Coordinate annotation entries
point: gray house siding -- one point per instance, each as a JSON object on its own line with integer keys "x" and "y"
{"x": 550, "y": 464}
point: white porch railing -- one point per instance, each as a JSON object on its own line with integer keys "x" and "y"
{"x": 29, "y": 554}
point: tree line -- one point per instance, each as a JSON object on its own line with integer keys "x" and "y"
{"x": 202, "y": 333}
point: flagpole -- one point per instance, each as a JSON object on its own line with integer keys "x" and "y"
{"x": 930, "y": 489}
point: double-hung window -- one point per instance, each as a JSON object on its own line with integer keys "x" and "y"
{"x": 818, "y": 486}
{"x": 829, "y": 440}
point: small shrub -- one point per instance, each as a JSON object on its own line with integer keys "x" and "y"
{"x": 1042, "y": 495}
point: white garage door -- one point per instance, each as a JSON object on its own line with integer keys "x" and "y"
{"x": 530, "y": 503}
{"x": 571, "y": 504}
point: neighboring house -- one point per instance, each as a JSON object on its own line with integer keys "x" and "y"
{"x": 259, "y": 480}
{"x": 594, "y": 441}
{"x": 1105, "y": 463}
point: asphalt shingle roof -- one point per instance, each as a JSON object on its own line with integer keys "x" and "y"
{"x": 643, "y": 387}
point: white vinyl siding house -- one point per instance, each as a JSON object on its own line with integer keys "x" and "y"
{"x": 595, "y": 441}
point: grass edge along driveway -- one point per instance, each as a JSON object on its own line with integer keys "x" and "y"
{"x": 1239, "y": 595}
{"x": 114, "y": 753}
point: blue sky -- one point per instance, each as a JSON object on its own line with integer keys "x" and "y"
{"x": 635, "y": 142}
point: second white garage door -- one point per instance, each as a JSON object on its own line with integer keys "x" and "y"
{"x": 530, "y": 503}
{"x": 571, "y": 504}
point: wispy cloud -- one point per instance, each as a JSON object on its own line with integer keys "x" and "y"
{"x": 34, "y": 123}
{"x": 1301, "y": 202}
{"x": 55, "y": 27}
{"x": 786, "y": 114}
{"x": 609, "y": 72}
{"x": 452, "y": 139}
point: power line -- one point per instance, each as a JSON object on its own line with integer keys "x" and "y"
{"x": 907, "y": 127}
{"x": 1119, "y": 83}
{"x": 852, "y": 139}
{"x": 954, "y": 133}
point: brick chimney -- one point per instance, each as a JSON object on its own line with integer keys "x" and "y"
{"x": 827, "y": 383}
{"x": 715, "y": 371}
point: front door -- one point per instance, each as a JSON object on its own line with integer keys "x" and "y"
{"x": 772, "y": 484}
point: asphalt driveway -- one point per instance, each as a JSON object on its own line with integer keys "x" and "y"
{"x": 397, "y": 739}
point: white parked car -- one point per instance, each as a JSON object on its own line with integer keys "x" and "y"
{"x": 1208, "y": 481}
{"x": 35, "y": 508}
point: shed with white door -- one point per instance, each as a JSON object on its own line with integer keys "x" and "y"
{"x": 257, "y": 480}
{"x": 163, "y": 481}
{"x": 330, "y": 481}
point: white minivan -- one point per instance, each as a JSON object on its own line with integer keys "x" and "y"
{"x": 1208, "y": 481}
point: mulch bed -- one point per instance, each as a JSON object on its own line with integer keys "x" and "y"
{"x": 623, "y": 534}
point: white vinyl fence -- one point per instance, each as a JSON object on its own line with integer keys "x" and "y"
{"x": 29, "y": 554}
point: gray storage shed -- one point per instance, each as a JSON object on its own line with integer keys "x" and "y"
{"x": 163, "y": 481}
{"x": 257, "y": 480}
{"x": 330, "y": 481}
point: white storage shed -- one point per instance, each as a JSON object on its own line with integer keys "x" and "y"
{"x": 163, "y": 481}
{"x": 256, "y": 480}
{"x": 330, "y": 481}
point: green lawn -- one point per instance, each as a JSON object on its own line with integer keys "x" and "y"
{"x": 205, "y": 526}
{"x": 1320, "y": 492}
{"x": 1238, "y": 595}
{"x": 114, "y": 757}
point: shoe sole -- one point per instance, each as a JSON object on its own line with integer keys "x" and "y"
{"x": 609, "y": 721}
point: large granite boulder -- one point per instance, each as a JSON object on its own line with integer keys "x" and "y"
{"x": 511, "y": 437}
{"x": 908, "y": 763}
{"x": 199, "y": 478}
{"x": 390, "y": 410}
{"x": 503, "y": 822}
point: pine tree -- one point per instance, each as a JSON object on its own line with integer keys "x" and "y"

Problem statement
All of the material above needs to be copied exactly.

Task response
point: gray house siding -- one point per instance, each as a JSON object on its own line with integer keys "x" and "y"
{"x": 550, "y": 464}
point: white porch railing -- one point per instance, each as a JSON object on its own line with integer keys "x" and "y"
{"x": 29, "y": 554}
point: tree line -- one point per instance, each as a JSON object on its own line with integer keys "x" and "y"
{"x": 202, "y": 333}
point: flagpole -- one point per instance, each as a JSON object on its own line with integer keys "x" and "y"
{"x": 930, "y": 489}
point: double-hung window -- one point per instance, each as a JSON object on its own line with integer keys "x" and "y"
{"x": 818, "y": 486}
{"x": 829, "y": 440}
point: small shrub -- one point per instance, each as a JSON object on its own line with integer keys "x" and "y"
{"x": 1042, "y": 495}
point: white garage door -- one point per instance, each as a JSON object on its own line with integer keys "x" and "y"
{"x": 530, "y": 503}
{"x": 571, "y": 504}
point: neighboring house -- one point per instance, each as a JSON object on its own line with integer keys "x" and "y"
{"x": 259, "y": 480}
{"x": 594, "y": 441}
{"x": 1105, "y": 463}
point: asphalt shingle roof -- one point per instance, each as a JSON object on its own line with integer keys "x" and "y"
{"x": 643, "y": 387}
point: white vinyl siding house -- one point per instance, each as a JSON object on its own line with integer keys "x" and "y"
{"x": 595, "y": 441}
point: grass edge along driveway -- one point per instance, each as a JSON object on its own line with integer keys "x" and "y"
{"x": 1239, "y": 595}
{"x": 114, "y": 753}
point: blue sky -- one point per instance, each as a JSON object on its own line with integer keys "x" and "y"
{"x": 635, "y": 142}
point: second white garage door -- one point per instance, each as a JSON object on its own line with integer keys "x" and "y"
{"x": 530, "y": 503}
{"x": 571, "y": 504}
point: wispy cloud -- one point per instance, each as a JSON object on its own line with integer keys "x" and "y"
{"x": 34, "y": 123}
{"x": 1301, "y": 202}
{"x": 55, "y": 27}
{"x": 786, "y": 114}
{"x": 609, "y": 72}
{"x": 452, "y": 139}
point: power line -- one point per instance, each as a JSON object on its own line with integer keys "x" and "y"
{"x": 907, "y": 127}
{"x": 1119, "y": 83}
{"x": 852, "y": 139}
{"x": 954, "y": 133}
point: brick chimney -- one point per instance, each as a JSON object on its own line with integer keys "x" and "y"
{"x": 827, "y": 383}
{"x": 715, "y": 371}
point: front door -- one point per instance, each as a JSON object on its own line with integer keys "x" and "y"
{"x": 772, "y": 484}
point: asphalt driveway -- one point per instance, each as a JSON object on its own line with integer keys "x" and "y"
{"x": 397, "y": 739}
point: white parked car -- one point per instance, each as a JSON object on its own line with integer keys "x" and "y"
{"x": 1208, "y": 481}
{"x": 35, "y": 508}
point: shed with white door -- one point per instance, each as a JSON object on its own line with integer keys "x" and "y"
{"x": 257, "y": 480}
{"x": 163, "y": 481}
{"x": 330, "y": 481}
point: white minivan -- one point per instance, each as a JSON object on its own line with integer keys "x" and "y"
{"x": 1208, "y": 481}
point: mulch bed -- one point per instance, each as a JSON object on its own line with integer keys "x" and "y"
{"x": 623, "y": 534}
point: white vinyl fence -- one point per instance, each as a JSON object on its own line with integer keys "x" and "y"
{"x": 29, "y": 554}
point: gray storage shed -- one point per instance, each as a JSON object on its own line with integer keys "x" and "y"
{"x": 163, "y": 481}
{"x": 257, "y": 480}
{"x": 330, "y": 481}
point: white storage shed -- one point per instance, each as a JSON object on its own line with integer keys "x" and "y"
{"x": 163, "y": 481}
{"x": 256, "y": 480}
{"x": 330, "y": 481}
point: green lawn -- one point per instance, each as a JSON object on its own line with integer keys "x" and "y"
{"x": 205, "y": 526}
{"x": 1320, "y": 492}
{"x": 1238, "y": 595}
{"x": 114, "y": 757}
point: shoe sole -- one point per instance, each as a JSON object on its own line with integer keys "x" and "y"
{"x": 609, "y": 721}
point: large granite boulder -- one point per instance, each as a JSON object on its own line with integer keys "x" and "y"
{"x": 511, "y": 437}
{"x": 908, "y": 763}
{"x": 199, "y": 478}
{"x": 390, "y": 410}
{"x": 503, "y": 822}
point: pine tree -- one point per instance, each as a JSON object on its own line with integer keys "x" and "y"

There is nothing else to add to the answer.